## TASK REQUIREMENTS
- A) Translate this sentence from the Alzheimer's disease overview into Spanish: "The symptoms of the disease usually first appear after age 60 and the risk increases with age."
- B) According to the Alzheimer's disease overview, why is early detection key? Answer in one to three sentences.
- C) Using the Alzheimer's disease overview, say whether each statement agrees with it. Answer yes or no for each, quoting the words that decide it.
(i) The exact cause of Alzheimer's disease is known.
(ii) The damage always begins in the part of the brain that controls memory.
(iii) By the late stage of the disease, the brain has shrunk significantly.

## EXCERPTED PASSAGE
——

Named after Dr. Alois Alzheimer in 1906, Alzheimer’s disease (AD) is irreversible and progressive.
This disease slowly affects memory and thinking skills and it gradually affects the entire brain, making even the simplest tasks impossible.
Ranked as the 6th leading cause of death in the U.S., it is thought to be the 3rd leading cause of death for older people.
Scientists believe that for most people, AD is caused by a combination of genetic, lifestyle and environmental factors that affect the brain over time. The exact cause is unknown.
At its core are problems with brain proteins and chemicals, in turn causing structural problems.
This damage most often starts in the portion of the brain controlling memory, though not in every type of dementia. Scientists now know the process may begin up to a decade before the first symptoms are noticed. And while the loss spreads in a somewhat predictable pattern to other regions of the brain, each person with dementia is different, making progression different. By the late stage of the disease, the brain has shrunk significantly due to cell death.
There is currently no specific treatment or cure for this disease. Early detection is key so that the person living with AD can be involved in their financial and care plans.
The symptoms of the disease usually first appear after age 60 and the risk increases with age.
People younger than age 60 may get Alzheimer’s disease, but it is less common. This is often referred to as “young-onset” Alzheimer’s. And it has its own life-challenges above and beyond the more typical over age 60 onset. Alzheimer’s disease has a tremendous impact at any age. But we don’t expect to see dementia at a young age, so problems emerging at work or home any be misunderstood with young-onset.
The number of people living with Alzheimer’s disease doubles every 5 years beyond age 65. This is primarily thought to be a result of people living longer and populations growing annually. It is estimated that over 44 million people in the world are living with Alzheimer’s disease or some other cognitive impairment causing dementia.

——

## DATA LISTING
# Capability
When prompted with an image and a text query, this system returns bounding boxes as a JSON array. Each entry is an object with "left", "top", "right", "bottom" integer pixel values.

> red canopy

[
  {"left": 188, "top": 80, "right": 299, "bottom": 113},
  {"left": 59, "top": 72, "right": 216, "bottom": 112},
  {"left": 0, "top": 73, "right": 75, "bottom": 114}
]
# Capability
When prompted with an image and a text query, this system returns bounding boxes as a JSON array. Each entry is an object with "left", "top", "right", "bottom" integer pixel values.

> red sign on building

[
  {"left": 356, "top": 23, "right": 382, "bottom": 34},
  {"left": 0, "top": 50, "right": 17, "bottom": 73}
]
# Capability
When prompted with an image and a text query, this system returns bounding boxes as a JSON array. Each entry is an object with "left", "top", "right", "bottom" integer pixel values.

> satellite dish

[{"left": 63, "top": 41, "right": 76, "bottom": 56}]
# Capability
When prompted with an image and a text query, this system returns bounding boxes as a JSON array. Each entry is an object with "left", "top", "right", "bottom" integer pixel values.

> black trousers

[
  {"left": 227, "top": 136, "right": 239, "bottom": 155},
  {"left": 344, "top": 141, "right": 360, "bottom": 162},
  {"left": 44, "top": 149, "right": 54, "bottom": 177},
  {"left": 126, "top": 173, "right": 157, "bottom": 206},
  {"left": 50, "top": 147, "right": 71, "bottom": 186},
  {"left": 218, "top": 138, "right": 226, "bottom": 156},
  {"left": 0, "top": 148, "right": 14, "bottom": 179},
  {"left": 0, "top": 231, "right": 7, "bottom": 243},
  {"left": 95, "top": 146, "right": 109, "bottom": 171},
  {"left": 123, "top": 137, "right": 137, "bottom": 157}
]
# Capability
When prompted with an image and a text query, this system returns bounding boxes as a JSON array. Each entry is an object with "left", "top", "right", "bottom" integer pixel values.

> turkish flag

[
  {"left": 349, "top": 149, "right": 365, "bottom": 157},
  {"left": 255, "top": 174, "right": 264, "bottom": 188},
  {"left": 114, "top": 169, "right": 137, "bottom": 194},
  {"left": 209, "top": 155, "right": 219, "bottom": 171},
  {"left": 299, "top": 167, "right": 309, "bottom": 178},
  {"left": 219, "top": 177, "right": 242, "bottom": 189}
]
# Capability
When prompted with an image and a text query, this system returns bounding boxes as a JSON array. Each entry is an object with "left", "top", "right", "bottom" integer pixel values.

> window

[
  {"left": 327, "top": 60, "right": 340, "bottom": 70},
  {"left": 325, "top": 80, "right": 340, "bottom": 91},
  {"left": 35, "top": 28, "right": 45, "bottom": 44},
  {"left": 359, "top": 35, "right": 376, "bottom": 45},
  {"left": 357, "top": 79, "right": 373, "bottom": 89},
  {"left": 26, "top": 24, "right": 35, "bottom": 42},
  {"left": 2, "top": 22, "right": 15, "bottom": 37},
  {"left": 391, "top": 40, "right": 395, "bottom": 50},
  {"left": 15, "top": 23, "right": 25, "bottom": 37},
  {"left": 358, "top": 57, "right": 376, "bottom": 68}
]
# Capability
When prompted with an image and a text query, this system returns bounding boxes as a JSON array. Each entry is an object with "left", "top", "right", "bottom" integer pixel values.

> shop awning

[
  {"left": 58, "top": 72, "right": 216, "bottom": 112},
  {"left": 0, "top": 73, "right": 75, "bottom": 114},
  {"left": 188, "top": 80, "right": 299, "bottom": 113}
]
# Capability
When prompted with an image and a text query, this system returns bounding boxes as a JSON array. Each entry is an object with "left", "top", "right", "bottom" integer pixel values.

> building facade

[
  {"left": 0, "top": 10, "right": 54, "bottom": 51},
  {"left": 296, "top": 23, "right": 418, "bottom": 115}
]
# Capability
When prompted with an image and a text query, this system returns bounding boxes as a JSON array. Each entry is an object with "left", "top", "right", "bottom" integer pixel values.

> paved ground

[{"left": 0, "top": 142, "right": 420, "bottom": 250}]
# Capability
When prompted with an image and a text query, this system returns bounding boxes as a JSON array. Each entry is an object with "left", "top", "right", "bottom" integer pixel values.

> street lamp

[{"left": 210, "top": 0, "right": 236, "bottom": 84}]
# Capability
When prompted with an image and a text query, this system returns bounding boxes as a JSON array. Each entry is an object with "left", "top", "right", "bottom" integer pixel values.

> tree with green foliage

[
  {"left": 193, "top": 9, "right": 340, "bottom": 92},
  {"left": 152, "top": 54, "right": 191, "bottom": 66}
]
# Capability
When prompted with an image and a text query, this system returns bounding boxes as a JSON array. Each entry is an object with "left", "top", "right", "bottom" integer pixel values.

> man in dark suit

——

## ANSWERS PER TASK
- A) Los síntomas de la enfermedad suelen aparecer por primera vez después de los 60 años y el riesgo aumenta con la edad.

- B) Early detection is key so that the person living with Alzheimer's disease can be involved in their own financial and care plans.

- C)
(i) No: "The exact cause is unknown."
(ii) No: "This damage most often starts in the portion of the brain controlling memory, though not in every type of dementia."
(iii) Yes: "By the late stage of the disease, the brain has shrunk significantly due to cell death."